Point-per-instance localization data
◇ ◇ ◇ ◇ ◇ ◇ ◇
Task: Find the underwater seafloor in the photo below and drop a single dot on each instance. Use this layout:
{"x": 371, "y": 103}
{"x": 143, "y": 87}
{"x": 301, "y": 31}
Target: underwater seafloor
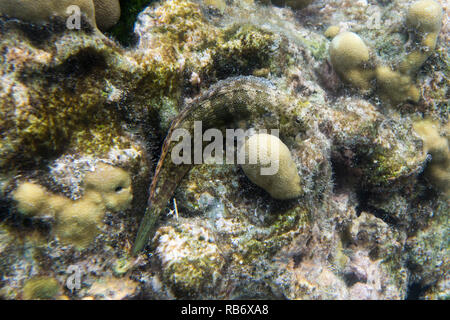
{"x": 358, "y": 90}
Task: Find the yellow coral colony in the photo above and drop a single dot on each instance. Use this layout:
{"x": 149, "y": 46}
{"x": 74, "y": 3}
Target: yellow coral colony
{"x": 350, "y": 57}
{"x": 269, "y": 151}
{"x": 424, "y": 20}
{"x": 77, "y": 222}
{"x": 439, "y": 169}
{"x": 100, "y": 13}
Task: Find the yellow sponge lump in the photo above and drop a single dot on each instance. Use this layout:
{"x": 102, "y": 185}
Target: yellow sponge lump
{"x": 77, "y": 222}
{"x": 349, "y": 57}
{"x": 270, "y": 152}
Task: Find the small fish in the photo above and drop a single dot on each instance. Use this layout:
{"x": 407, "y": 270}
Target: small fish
{"x": 228, "y": 103}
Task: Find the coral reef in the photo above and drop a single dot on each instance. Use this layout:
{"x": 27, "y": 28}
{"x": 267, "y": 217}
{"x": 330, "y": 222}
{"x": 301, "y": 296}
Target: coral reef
{"x": 350, "y": 56}
{"x": 41, "y": 288}
{"x": 268, "y": 164}
{"x": 77, "y": 222}
{"x": 87, "y": 126}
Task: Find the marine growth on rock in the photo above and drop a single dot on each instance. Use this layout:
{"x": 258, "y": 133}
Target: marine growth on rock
{"x": 346, "y": 100}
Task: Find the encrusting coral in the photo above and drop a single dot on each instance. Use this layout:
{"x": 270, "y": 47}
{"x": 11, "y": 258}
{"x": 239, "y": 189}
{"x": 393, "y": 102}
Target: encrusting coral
{"x": 280, "y": 178}
{"x": 100, "y": 13}
{"x": 350, "y": 57}
{"x": 77, "y": 222}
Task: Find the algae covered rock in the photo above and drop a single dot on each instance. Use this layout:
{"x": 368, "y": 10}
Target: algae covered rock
{"x": 348, "y": 215}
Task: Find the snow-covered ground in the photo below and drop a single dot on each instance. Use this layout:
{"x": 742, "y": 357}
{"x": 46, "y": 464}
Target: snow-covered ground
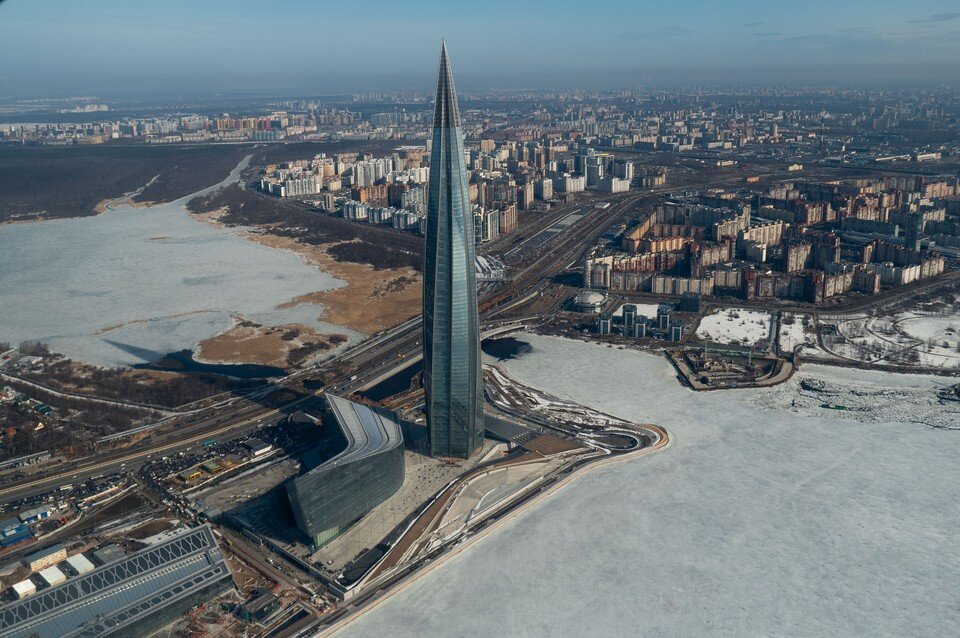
{"x": 133, "y": 284}
{"x": 754, "y": 522}
{"x": 736, "y": 325}
{"x": 930, "y": 338}
{"x": 796, "y": 330}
◇ ◇ ◇ ◇ ◇ ◇ ◇
→ WHAT YOU NEED TO DO: Return, from the data, each line that has the word "below" in it.

→ TASK ANSWER:
Task: Find the underwater seafloor in the photo below and drop a single dot on each instance. Use this layout:
Task: Find the snow-covered ground in the photo below and drop a single dot on each instance. Use this layout:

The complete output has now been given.